A chuva que castigou Santa Catarina, causando 86 mortes, 30 desaparecidos e cerca de 55 mil pessoas desalojadas até agora, ganhou intensidade na sexta-feira. No sábado, 22 de novembro, a região central e vários bairros de Joinville estavam inundados. Ao meio-dia, peguei a bicicleta e saí de casa para verificar como estava a situação no Centro: alagado. No bairro Jardim Sofia, a situação era pior. Tentei entrar de moto, mas era impossível avançar pela Santos Dumont após a rotatória da Univille. Com base nas informações de colegas e das coisas que vi no caminho, produzi o relato abaixo.
Há três meses a chuva é constante, mas desde sexta-feira ela se intensificou e no sábado Joinville estava inundada em vários pontos, principalmente no Centro, nos bairros da zona sul, no Vila Nova (zona oeste) e no Jardim Sofia (zona norte). Pessoas ficaram isoladas no trabalho ou em casa. Os ônibus pararam de circular. No final da manhã, a Defesa Civil pediu (via rádio e TV) para todos ficarem onde estavam. O rio Cachoeira, que corta a cidade, transbordou com a maré das 11 horas, inundando o Centro, além de trechos da avenida Beira-rio e da rua Orestes Guimarães. Ao meio-dia, 16 ruas do Centro estavam embaixo da água. Não há mais contramão na região central, o que vale é achar um caminho para voltar para casa. Segundo a Defesa Civil, 40 famílias estão desabrigadas e cerca de 300 desalojadas. O governo do Estado decretou situação de emergência às 17 horas.
Às 18 horas a situação era crítica no Jardim Sofia. O bairro, isolado pelo rio do Braço, foi um dos primeiros a alagar. “Quando eu acordei, às 9 horas, as ruas já estavam cheias”, conta a moradora Rizete Marques. Ela diz que há casas em pontos mais baixos que já estavam com água pela janela naquele momento. Às 17 horas, em novo contato, ela afirmou que a água já estava dentro da casa, cerca de trinta centímetros. O principal acesso ao bairro é pela avenida Santos Dumont. Porém, cerca de cem metros para frente da rotatória de acesso à Univille, já estava tudo alagado. A água estava a uns 40 cm de altura e caminhões e caminhonetes atravessavam. Os carros que se arriscavam paravam no meio e tinham que ser empurrados. Apesar disso, alguns automóveis conseguiram passar. O ônibus da linha Canto do Rio entrou embalado na água e foi embora. Um jovem que vinha do bairro incentivava quem estava em dúvida: “Vai na fé que passa”. Cristão, o jovem seguiu em frente, rumo à sua igreja, que ele disse ficar no bairro Guanabara. Para entrar no Jardim Sofia é necessário passar sobre uma das pontes sobre o rio do Braço. Bombeiros e polícia desconfiam que um homem foi arrastado pela correnteza ao tentar atravessar na principal delas.

■ EXERCÍCIO ■
Como segue o relato sobre a enchente em Joinville? Escreva a continuação logo após a última frase apresentada.

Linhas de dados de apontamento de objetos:
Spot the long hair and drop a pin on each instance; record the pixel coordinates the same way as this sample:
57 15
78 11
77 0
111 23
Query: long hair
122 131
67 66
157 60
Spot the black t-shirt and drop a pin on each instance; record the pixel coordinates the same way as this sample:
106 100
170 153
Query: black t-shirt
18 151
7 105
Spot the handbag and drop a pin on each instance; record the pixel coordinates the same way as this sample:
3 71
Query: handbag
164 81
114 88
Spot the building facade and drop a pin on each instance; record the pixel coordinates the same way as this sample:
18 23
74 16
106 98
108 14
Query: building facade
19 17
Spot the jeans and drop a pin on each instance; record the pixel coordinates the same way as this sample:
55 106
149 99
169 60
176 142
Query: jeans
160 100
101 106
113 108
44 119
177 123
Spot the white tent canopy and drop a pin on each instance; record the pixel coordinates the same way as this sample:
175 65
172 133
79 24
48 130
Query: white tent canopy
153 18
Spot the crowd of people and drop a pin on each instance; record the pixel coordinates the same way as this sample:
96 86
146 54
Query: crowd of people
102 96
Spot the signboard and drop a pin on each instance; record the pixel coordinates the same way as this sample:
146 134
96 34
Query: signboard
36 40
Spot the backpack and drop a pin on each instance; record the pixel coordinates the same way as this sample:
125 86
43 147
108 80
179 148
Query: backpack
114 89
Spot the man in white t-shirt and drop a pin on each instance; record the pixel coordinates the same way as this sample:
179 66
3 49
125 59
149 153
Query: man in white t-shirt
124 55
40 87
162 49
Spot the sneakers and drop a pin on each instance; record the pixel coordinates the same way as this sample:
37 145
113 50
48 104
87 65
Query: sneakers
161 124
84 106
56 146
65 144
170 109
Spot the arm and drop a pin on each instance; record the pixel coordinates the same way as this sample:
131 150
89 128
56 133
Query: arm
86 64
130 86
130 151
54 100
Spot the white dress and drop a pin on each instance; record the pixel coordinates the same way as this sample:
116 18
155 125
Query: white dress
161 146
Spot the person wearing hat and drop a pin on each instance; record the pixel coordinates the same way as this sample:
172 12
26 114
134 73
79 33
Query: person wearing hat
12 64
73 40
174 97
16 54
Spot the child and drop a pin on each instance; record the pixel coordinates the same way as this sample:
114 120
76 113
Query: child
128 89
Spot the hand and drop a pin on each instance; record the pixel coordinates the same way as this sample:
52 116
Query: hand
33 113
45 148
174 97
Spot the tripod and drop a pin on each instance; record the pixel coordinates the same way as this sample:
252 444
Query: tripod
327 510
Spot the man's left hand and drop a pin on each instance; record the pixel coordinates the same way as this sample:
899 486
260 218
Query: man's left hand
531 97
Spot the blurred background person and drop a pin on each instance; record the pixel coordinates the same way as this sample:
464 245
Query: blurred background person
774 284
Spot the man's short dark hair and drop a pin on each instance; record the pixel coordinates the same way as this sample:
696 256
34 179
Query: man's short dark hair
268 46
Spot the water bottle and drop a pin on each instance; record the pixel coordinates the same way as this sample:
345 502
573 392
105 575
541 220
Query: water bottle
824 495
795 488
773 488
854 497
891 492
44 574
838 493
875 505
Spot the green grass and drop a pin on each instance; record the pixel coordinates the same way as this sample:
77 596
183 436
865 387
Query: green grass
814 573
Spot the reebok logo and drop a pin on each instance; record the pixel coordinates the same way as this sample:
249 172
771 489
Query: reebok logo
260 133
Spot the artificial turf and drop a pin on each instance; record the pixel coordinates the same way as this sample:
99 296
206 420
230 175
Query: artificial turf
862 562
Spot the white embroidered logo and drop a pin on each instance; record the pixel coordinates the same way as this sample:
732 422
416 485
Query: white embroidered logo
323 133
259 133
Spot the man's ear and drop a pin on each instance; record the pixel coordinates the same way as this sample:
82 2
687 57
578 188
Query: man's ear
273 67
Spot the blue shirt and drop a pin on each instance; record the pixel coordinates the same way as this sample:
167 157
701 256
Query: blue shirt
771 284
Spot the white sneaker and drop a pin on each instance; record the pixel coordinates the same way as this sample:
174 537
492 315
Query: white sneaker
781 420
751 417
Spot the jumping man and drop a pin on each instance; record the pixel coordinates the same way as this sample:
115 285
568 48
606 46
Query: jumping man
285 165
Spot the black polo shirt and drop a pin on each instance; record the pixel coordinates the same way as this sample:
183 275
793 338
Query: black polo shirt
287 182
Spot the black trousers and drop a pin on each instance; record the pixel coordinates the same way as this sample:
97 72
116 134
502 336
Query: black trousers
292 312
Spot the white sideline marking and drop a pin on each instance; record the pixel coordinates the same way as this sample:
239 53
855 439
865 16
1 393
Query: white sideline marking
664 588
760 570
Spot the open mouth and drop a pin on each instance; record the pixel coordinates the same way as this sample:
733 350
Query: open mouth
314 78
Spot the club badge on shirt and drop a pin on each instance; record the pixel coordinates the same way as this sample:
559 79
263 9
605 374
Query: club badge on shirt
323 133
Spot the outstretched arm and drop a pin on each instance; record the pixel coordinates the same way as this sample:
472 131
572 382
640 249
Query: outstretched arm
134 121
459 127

■ RESPOSTA ■
Outro ponto crítico é o bairro Vila Nova. As comportas da adutora foram abertas para não estourar. A água chegou a um metro de altura nas casas. “As pessoas não tiveram tempo para levantar as coisas, pois encheu muito rápido”, conta a estudante Rafaela Mazzaro, cujo tio foi ajudar um amigo que mora na região afetada.
Às 11h40, um policial militar foi enviado à avenida Beira-rio, na altura da Padre Anchieta, para aconselhar os motoristas a não prosseguir para o Centro. “Quem quiser ir, pode ir, mas vai voltar, e tem chance de estragar o carro”, afirmou o policial. Ele contou também que houve deslizamentos de terra na cidade, mas não soube indicar onde. Cem metros para frente daquele ponto, a água batia na altura da ponte. Mais cem metros e chegava-se à esquina com rua Itaiópolis, que naquele trecho estava inundada pelo rio. Um Corsa preto voltava na contramão. O motivo: a esquina entre as ruas Beira-Rio e a Max Colin era o ponto final para quem vinha da zona norte e queria chegar ao Centro.
O rio invadia a pista naquele ponto. A maré, que subiu próximo das 11 horas, estava no ápice. O repórter João Venturi, da RBS TV, preparava-se para entrar ao vivo no Jornal do Almoço. Ele mostrou que num carro havia uma mulher prestes a dar à luz. Assim que terminou a entrevista, a ambulância da Polícia Militar chegou. O destino era a Maternidade Darcy Vargas. “Não há como passar por aqui. Temos que descobrir um caminho. Vamos voltar aqui pela frente da Câmara, passar na frente do Big e atravessar pro outro lado ali no Centreventos pra chegar na Blumenau”, explicou o motorista.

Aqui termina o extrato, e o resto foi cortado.